##### GIVEN RECORDS

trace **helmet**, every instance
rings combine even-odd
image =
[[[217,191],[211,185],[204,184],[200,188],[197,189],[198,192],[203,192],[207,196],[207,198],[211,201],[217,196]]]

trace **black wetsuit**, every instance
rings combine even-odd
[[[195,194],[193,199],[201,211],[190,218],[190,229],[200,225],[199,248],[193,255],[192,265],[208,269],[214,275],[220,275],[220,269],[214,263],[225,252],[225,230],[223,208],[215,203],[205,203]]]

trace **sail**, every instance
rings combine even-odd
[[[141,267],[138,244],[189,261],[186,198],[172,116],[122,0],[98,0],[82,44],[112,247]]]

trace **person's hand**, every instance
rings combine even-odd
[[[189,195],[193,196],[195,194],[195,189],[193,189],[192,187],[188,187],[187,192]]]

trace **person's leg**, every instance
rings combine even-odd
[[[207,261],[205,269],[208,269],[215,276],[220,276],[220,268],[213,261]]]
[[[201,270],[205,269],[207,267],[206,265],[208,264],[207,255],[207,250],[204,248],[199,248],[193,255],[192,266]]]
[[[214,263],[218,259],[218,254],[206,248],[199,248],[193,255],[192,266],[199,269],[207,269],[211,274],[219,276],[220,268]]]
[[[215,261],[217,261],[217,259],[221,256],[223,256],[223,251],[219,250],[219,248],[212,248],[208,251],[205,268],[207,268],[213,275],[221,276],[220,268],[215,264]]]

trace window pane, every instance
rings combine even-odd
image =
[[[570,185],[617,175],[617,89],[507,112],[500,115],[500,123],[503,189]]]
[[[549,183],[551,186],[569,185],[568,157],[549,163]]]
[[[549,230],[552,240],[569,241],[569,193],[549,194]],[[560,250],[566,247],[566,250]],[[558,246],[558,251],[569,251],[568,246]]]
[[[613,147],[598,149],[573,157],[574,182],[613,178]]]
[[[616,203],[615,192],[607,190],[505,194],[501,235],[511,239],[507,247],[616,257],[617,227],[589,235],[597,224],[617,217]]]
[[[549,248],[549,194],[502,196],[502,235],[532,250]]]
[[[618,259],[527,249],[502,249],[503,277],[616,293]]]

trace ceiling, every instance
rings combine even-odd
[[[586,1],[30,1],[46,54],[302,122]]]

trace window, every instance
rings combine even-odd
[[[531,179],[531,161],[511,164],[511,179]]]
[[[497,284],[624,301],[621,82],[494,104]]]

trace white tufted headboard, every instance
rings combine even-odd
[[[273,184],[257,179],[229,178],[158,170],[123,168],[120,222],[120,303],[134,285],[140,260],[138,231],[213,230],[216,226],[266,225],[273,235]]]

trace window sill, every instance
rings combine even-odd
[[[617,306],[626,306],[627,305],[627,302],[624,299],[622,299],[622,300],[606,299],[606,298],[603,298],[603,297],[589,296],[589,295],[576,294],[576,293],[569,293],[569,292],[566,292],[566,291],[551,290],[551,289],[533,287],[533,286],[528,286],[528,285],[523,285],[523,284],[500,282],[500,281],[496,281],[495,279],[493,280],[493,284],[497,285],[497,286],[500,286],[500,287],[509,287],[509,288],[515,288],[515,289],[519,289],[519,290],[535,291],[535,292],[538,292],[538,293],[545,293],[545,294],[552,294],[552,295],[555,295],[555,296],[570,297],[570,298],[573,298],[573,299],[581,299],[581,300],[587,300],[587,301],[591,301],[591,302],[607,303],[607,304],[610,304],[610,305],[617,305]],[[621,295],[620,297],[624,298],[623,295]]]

##########
##### GIVEN RECORDS

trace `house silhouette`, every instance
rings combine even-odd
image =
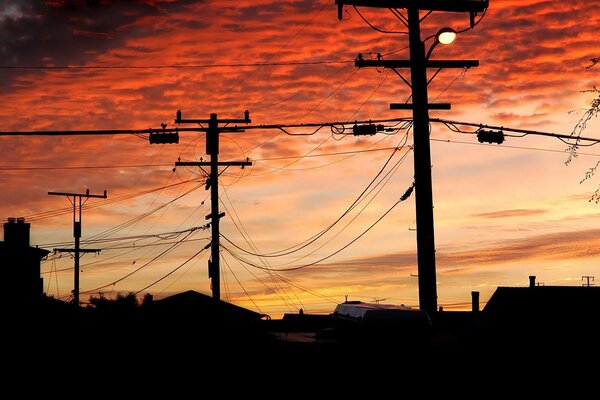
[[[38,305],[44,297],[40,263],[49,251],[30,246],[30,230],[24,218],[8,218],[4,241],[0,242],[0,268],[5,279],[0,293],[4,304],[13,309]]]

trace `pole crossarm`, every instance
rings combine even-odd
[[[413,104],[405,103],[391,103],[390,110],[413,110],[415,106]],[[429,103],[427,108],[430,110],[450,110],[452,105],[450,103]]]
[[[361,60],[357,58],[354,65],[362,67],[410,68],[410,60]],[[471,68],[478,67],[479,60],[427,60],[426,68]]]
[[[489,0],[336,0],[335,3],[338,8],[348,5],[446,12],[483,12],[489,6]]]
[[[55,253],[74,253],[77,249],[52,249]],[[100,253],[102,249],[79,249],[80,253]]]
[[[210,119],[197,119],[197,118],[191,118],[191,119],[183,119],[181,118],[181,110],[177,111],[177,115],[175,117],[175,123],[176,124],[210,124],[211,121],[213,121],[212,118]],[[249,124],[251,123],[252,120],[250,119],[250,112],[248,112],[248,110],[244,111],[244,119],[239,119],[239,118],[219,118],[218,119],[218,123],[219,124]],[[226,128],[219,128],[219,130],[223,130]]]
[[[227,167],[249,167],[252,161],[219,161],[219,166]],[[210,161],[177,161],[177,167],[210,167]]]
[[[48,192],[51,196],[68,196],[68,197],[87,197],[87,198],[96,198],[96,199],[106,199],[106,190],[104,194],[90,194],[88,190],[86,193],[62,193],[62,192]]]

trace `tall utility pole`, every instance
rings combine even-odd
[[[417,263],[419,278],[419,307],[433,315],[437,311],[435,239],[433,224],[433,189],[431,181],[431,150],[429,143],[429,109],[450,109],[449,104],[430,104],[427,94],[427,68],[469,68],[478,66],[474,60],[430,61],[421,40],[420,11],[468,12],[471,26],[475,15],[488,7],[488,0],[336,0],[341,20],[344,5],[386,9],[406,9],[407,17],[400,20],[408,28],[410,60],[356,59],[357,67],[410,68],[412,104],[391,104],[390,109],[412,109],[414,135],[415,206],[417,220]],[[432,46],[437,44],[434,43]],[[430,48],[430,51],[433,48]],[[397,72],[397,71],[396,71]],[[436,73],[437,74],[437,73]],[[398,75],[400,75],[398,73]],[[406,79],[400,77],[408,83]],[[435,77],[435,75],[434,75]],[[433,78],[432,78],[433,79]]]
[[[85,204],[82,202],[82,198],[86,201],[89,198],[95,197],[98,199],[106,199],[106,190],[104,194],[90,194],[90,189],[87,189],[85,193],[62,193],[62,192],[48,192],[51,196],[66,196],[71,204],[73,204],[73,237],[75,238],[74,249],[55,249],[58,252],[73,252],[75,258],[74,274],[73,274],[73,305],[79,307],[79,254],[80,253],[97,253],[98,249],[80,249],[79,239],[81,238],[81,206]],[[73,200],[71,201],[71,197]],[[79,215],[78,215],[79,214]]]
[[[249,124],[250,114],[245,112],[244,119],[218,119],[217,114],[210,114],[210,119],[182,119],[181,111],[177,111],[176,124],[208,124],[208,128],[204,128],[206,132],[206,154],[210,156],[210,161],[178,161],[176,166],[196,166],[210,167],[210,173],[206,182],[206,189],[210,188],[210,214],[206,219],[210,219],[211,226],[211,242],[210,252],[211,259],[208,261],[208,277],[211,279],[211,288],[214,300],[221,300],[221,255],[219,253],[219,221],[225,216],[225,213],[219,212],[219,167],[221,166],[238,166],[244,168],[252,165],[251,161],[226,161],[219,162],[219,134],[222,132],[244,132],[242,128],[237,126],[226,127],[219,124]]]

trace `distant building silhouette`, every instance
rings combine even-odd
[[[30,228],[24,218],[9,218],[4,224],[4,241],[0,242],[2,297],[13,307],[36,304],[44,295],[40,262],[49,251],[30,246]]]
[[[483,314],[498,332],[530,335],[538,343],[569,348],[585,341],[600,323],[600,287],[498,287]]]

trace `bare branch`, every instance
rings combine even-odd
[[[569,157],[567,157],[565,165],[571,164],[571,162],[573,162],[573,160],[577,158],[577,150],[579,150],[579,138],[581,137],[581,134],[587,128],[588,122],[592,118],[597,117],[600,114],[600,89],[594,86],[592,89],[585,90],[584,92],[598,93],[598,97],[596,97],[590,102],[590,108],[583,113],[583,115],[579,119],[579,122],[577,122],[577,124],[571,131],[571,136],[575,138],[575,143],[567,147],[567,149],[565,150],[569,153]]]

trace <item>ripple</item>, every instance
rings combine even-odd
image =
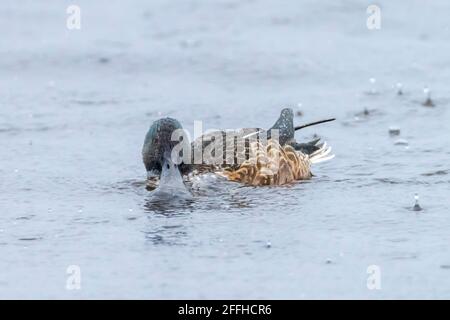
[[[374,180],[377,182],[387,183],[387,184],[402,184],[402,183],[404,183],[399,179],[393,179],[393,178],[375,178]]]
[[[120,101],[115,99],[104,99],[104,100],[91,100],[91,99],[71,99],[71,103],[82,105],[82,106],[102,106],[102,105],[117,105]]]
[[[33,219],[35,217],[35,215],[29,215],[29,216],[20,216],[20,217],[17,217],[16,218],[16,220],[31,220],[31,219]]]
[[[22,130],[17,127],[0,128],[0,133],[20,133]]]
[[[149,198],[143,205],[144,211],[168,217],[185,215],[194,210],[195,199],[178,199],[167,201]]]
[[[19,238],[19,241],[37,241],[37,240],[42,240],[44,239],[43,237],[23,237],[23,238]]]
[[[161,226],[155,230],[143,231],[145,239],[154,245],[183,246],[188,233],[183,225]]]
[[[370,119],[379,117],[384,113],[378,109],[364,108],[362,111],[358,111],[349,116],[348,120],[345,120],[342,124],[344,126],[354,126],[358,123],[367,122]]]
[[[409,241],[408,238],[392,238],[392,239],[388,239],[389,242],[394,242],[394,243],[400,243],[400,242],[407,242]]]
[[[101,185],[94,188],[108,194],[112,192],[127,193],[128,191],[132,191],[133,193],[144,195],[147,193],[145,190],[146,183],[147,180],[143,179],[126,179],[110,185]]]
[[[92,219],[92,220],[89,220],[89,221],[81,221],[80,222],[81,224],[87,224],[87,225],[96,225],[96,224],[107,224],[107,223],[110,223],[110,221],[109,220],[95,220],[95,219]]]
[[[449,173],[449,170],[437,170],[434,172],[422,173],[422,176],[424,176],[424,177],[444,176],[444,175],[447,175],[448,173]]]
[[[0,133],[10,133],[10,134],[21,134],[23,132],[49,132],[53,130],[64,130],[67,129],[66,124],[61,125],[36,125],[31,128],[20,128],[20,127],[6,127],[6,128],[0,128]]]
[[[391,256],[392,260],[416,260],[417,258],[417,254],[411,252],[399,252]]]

##########

→ **EXERCISE DETAILS**: The lines to extract from the data above begin with the line containing "trace **helmet**, every instance" and end with the line containing "trace **black wetsuit**, every instance". Extract them exactly, including both.

→ **OUTPUT OF THE TASK**:
trace **helmet**, every instance
rings combine even-odd
image =
[[[217,191],[211,185],[204,184],[200,188],[197,189],[198,192],[203,192],[207,196],[207,198],[211,201],[217,196]]]

trace **black wetsuit**, every instance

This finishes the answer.